WHAT IS REQUIRED:
Extend the mySpellChecker resource caching documentation below, picking up right after its last line.

[SELECTED TEXT Boundary: Start]

Resource Caching - mySpellChecker

The myword and CRF word segmentation engines require binary resources (dictionary and model files) that are hosted on HuggingFace and downloaded automatically on first use. This page covers cache management, offline mode, and custom cache directories.

Overview

from myspellchecker.tokenizers.resource_loader import (
    get_resource_path,
    get_segmentation_mmap_path,
    get_crf_model_path,
    ensure_resources_available,
)

# Get path to resource (auto-downloads if needed)
mmap_path = get_segmentation_mmap_path()
crf_path = get_crf_model_path()

Available Resources

Resource	Description	Size	Use Case
`segmentation`	Word segmentation dictionary (mmap)	~50MB	Word tokenization
`crf`	CRF model for word segmentation	~10MB	Word tokenization

Resource Resolution

Resources are resolved in this order:

Local bundled path: Check if package includes the file
Cache directory: Check previously downloaded files
Download: Fetch from HuggingFace on first use

def get_resource_path(
    name: str,
    cache_dir: Optional[Path] = None,
    force_download: bool = False,
) -> Path:
    """Get path to a resource, downloading if necessary.

    Args:
        name: Resource name ("segmentation", "crf")
        cache_dir: Custom cache directory
        force_download: Force re-download even if cached

    Returns:
        Path to the resource file

    Raises:
        ValueError: If resource name is unknown
        RuntimeError: If download fails
    """

[SELECTED TEXT Boundary: End]
[EXERCISE DATA Boundary: Start]

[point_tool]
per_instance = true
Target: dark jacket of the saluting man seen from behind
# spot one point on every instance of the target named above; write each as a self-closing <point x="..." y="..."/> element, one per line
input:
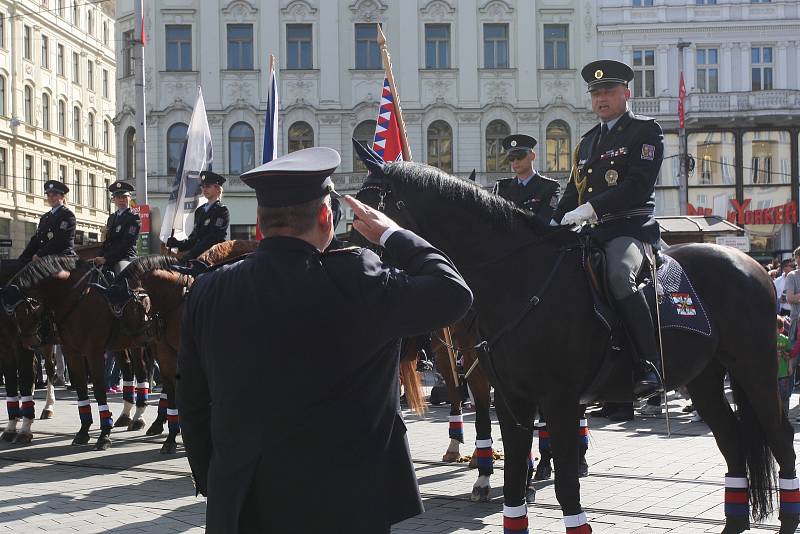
<point x="319" y="333"/>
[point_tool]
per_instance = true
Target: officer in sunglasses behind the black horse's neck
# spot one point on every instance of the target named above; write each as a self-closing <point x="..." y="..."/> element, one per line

[EXERCISE DATA Boundary: End]

YOUR RESPONSE:
Core Functions

get_resource_path

General-purpose resource getter:

from myspellchecker.tokenizers.resource_loader import get_resource_path

# Get segmentation dictionary
path = get_resource_path("segmentation")

# Get CRF model
path = get_resource_path("crf")

# Force re-download
path = get_resource_path("segmentation", force_download=True)

# Custom cache directory
path = get_resource_path("crf", cache_dir=Path("/custom/cache"))

Convenience Functions

Specific getters for each resource:

from myspellchecker.tokenizers.resource_loader import (
    get_segmentation_mmap_path,
    get_crf_model_path,
)

# Word segmentation dictionary
mmap_path = get_segmentation_mmap_path()

# CRF syllable model
crf_path = get_crf_model_path()

ensure_resources_available

Download all resources at once:

from myspellchecker.tokenizers.resource_loader import ensure_resources_available

# Download all missing resources
paths = ensure_resources_available()
print(paths)
# {
#     "segmentation": Path("~/.cache/myspellchecker/resources/segmentation.mmap"),
#     "crf": Path("~/.cache/myspellchecker/resources/wordseg_c2_crf.crfsuite"),
# }

# Force re-download all
paths = ensure_resources_available(force_download=True)

clear_cache

Clear the cache directory:

from myspellchecker.tokenizers.resource_loader import clear_cache

# Clear default cache
clear_cache()

# Clear custom cache
clear_cache(cache_dir=Path("/custom/cache"))

Cache Locations

Default Cache Directory

DEFAULT_CACHE_DIR = Path.home() / ".cache" / "myspellchecker" / "resources"
# Example: /home/user/.cache/myspellchecker/resources/

Local Bundled Paths

Resources can be bundled with the package:

# Project structure
myspellchecker/
├── data/
│   └── models/
│       ├── segmentation.mmap    # Bundled segmentation dict
│       └── wordseg_c2_crf.crfsuite  # Bundled CRF model

If files exist locally, they’re used instead of downloading.

HuggingFace Integration

Resources are hosted on HuggingFace Datasets:

HF_REPO = "https://huggingface.co/datasets/thettwe/myspellchecker-resources/resolve/v1.0.0"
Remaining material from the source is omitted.